Remise en contexte : il s'agissait de ma dernière soirée en Arménie, même chose pour Andy. Le lendemain, je partais pour l'Iran en passant au bord de la frontière avec l'Azerbaïdjan, laquelle était un champ de bataille. J'étais pas vraiment rassurée, et vraiment pas convaincue de réussir à entrer en Iran. Si l'univers m'envoyait des signes depuis trois semaines pour ne pas y aller, je ne savais décidément pas l'écouter.
Pendant que nos deux américains bossaient à distance (horaires US bien sûr), on se préparait à aller souper quelque part avec Maud. En attendant que ma française préférée franchisse le petit kilomètre qui la séparait de moi, je me mis à discuter avec deux nouveau arrivants à l'auberge ; Sean (un américain, encore) et Giulia (une italienne, si c'était pas obvious). Maud ayant décidément une ponctualité de française, on a le temps de faire connaissance et je leur propose donc de nous accompagner manger. J'avais trouvé un resto supposément pas cher et bon sur tripadvisor, mais quand on s'est retrouvés devant, il n'existait évidemment pas, comme 99% des trucs sur google maps en Arménie. Sean propose alors un endroit, on le suit. C'est un fast-food arménien, yallah, on a faim.
• • • • • • •
== ÉNONCÉ ==
Restituez sans rien changer le passage du récit de voyage ci-dessus qui débute aux mots « Pendant que nos » et se termine après « yallah, on a faim. ».
• • • • • • •
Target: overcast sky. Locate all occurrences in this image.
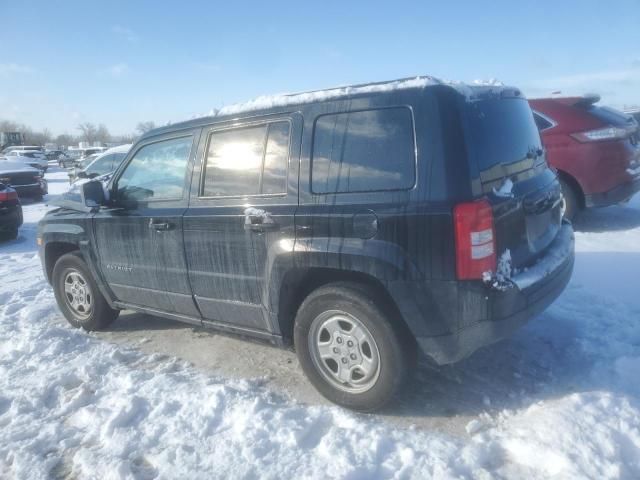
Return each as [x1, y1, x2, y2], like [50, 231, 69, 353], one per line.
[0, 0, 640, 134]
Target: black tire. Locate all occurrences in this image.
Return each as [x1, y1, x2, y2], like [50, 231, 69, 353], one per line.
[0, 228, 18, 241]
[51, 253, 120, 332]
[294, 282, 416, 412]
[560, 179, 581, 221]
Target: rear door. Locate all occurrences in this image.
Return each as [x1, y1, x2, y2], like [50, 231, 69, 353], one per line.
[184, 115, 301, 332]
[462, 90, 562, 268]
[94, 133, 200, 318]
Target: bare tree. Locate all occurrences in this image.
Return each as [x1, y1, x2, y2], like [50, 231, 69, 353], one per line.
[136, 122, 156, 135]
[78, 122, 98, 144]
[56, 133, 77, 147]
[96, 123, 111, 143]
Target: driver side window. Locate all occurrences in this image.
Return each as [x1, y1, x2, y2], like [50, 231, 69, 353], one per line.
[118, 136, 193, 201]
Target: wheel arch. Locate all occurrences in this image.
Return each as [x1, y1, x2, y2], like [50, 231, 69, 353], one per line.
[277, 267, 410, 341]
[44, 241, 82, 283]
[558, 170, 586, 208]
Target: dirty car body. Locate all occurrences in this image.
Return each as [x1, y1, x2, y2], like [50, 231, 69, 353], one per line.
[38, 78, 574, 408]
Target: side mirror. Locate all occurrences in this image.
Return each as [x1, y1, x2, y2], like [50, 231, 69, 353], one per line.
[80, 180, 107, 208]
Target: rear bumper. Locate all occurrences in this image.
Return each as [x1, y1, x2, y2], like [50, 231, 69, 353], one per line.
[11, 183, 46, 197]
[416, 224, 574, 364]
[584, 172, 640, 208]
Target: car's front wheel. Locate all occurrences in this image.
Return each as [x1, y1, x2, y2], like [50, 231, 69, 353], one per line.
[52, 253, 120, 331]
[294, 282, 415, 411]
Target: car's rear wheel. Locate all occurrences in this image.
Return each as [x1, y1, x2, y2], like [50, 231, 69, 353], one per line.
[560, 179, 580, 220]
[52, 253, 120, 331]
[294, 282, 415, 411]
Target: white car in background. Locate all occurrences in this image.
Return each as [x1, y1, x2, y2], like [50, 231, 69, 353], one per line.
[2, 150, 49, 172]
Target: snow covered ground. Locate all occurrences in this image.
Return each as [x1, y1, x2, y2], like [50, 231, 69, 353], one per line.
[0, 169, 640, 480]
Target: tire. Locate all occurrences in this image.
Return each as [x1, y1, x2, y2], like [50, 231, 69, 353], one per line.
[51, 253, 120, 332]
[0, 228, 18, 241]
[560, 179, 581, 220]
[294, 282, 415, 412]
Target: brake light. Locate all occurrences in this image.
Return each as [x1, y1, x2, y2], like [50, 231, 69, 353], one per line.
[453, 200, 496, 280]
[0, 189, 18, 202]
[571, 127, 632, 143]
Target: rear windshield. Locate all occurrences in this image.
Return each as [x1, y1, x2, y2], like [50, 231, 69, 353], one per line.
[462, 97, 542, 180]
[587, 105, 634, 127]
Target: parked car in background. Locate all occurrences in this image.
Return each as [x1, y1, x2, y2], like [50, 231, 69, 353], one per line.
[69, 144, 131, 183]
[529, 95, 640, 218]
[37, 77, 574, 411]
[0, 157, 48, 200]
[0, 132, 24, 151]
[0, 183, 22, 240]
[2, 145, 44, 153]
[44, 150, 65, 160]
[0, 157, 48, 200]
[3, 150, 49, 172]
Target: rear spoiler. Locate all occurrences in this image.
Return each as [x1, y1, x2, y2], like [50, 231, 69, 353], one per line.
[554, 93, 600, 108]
• • • • • • •
== CORRIGÉ ==
Pendant que nos deux américains bossaient à distance (horaires US bien sûr), on se préparait à aller souper quelque part avec Maud. En attendant que ma française préférée franchisse le petit kilomètre qui la séparait de moi, je me mis à discuter avec deux nouveau arrivants à l'auberge ; Sean (un américain, encore) et Giulia (une italienne, si c'était pas obvious). Maud ayant décidément une ponctualité de française, on a le temps de faire connaissance et je leur propose donc de nous accompagner manger. J'avais trouvé un resto supposément pas cher et bon sur tripadvisor, mais quand on s'est retrouvés devant, il n'existait évidemment pas, comme 99% des trucs sur google maps en Arménie. Sean propose alors un endroit, on le suit. C'est un fast-food arménien, yallah, on a faim.